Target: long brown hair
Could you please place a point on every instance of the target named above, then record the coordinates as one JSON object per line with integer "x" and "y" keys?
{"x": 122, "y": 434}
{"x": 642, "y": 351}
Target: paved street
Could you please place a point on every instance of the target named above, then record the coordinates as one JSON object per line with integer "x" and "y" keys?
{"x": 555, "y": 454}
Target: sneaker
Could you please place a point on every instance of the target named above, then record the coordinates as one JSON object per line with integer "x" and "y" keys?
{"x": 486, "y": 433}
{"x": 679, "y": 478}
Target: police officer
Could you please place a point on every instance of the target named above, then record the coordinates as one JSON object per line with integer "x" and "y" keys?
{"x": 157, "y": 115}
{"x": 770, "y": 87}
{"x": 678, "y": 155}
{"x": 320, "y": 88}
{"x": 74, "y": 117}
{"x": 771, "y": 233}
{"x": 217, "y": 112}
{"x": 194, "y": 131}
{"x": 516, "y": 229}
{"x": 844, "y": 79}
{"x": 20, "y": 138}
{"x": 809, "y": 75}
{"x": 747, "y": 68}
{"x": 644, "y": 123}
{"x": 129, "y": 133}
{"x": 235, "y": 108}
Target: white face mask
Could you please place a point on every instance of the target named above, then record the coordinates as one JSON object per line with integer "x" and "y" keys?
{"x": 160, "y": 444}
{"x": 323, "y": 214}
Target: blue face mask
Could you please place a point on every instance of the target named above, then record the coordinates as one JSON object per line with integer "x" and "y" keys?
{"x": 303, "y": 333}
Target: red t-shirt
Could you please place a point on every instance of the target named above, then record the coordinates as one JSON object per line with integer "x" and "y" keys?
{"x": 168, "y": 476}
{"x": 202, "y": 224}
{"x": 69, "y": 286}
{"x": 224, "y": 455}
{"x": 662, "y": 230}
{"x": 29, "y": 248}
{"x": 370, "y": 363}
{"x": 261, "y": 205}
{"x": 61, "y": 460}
● ● ●
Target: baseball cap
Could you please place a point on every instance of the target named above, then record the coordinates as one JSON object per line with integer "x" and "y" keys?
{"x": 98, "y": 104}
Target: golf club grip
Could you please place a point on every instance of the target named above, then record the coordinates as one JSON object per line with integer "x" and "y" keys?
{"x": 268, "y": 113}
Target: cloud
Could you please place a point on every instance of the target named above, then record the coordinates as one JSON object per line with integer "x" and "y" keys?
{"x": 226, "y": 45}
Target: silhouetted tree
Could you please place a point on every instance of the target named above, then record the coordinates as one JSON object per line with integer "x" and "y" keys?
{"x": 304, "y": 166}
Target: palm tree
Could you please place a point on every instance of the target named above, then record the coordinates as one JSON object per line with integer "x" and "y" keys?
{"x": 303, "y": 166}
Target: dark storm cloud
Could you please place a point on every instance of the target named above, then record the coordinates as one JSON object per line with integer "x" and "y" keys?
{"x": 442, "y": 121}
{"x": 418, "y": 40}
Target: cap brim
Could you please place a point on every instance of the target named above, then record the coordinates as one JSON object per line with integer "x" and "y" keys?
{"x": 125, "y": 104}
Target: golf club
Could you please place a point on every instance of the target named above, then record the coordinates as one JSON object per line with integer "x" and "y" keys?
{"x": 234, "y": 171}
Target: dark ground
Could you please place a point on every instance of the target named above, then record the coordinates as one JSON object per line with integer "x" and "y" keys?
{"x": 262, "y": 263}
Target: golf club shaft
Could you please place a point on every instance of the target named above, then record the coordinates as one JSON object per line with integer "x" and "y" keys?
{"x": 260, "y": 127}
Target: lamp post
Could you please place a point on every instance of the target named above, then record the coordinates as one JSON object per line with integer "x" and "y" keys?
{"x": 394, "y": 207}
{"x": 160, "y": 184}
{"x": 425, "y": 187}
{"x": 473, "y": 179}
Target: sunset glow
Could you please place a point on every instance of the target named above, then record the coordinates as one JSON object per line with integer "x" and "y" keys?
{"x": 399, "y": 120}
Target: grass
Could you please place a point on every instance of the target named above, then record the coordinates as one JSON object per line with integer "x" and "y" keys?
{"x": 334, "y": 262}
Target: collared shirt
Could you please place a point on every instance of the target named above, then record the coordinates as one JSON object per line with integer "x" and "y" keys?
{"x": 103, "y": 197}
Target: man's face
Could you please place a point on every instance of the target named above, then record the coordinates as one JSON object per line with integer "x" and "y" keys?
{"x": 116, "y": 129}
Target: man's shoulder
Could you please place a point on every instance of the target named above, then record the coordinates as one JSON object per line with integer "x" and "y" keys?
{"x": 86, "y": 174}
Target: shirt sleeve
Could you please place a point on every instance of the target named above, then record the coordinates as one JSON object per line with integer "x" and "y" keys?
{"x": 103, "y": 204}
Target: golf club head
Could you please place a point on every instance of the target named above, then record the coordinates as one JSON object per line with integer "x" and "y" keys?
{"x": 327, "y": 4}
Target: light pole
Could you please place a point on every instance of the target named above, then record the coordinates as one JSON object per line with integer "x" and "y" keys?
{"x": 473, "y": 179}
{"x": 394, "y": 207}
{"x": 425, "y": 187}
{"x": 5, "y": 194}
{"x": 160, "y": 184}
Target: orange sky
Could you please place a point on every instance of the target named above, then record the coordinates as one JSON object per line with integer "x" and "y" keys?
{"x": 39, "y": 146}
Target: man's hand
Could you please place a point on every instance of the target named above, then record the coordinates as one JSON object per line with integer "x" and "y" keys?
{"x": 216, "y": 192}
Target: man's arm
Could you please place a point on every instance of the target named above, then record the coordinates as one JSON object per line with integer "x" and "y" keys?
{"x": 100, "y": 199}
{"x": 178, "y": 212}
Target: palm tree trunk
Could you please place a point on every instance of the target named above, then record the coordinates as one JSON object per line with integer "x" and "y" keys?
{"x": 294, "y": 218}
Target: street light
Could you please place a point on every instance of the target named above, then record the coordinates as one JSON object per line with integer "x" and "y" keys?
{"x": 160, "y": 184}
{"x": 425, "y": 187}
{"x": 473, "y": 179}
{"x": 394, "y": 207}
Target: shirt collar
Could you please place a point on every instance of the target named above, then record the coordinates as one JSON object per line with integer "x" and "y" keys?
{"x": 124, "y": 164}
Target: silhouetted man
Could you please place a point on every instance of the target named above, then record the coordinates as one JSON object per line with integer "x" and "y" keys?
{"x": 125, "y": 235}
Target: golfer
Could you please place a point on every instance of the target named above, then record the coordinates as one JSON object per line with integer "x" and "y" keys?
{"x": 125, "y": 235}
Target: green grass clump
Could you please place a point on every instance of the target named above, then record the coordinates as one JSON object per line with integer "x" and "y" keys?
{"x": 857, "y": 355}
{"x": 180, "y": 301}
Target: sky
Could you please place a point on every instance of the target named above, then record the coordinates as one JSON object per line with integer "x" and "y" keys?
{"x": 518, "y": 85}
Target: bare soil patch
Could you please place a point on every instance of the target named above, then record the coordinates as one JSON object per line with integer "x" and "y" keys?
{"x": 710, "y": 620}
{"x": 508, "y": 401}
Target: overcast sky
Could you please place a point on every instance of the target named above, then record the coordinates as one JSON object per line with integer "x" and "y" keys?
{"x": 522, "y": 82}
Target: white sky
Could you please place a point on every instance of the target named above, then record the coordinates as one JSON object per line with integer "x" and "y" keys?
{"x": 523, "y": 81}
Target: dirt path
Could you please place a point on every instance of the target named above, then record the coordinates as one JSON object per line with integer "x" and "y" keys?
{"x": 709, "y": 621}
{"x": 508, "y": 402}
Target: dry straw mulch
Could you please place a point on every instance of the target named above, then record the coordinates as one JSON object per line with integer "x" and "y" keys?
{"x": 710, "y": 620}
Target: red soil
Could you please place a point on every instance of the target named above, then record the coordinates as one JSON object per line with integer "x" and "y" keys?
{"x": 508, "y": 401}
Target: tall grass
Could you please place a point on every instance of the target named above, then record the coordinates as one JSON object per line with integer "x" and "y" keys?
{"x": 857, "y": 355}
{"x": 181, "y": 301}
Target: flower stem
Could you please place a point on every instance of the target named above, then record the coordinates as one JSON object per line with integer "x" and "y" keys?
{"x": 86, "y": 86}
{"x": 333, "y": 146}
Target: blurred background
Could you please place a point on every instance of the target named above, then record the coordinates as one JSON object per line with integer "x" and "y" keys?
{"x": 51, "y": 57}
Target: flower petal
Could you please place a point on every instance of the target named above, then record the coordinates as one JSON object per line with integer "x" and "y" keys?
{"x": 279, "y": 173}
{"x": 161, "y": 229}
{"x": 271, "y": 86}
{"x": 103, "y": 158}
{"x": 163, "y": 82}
● ● ●
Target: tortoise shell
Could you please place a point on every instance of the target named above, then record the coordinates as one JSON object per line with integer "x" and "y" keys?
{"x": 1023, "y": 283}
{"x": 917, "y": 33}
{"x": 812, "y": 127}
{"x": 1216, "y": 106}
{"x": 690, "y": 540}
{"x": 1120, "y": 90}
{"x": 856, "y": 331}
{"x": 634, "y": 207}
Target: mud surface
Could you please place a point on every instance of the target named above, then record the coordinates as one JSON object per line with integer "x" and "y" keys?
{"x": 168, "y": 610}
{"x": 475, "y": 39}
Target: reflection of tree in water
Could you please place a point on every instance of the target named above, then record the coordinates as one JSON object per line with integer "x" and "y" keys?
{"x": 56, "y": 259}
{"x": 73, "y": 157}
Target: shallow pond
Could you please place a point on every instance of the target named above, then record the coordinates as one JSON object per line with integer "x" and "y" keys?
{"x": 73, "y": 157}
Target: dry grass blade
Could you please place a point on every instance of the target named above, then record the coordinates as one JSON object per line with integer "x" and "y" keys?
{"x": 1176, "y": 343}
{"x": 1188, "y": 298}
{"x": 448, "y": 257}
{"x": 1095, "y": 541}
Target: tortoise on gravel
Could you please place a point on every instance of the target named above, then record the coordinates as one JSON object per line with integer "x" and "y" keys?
● ● ●
▸ STATED EXERCISE
Find every line in the data above that contains the string "light" and copy each one.

▸ RESPONSE TO THE TASK
Target: light pole
Target: street light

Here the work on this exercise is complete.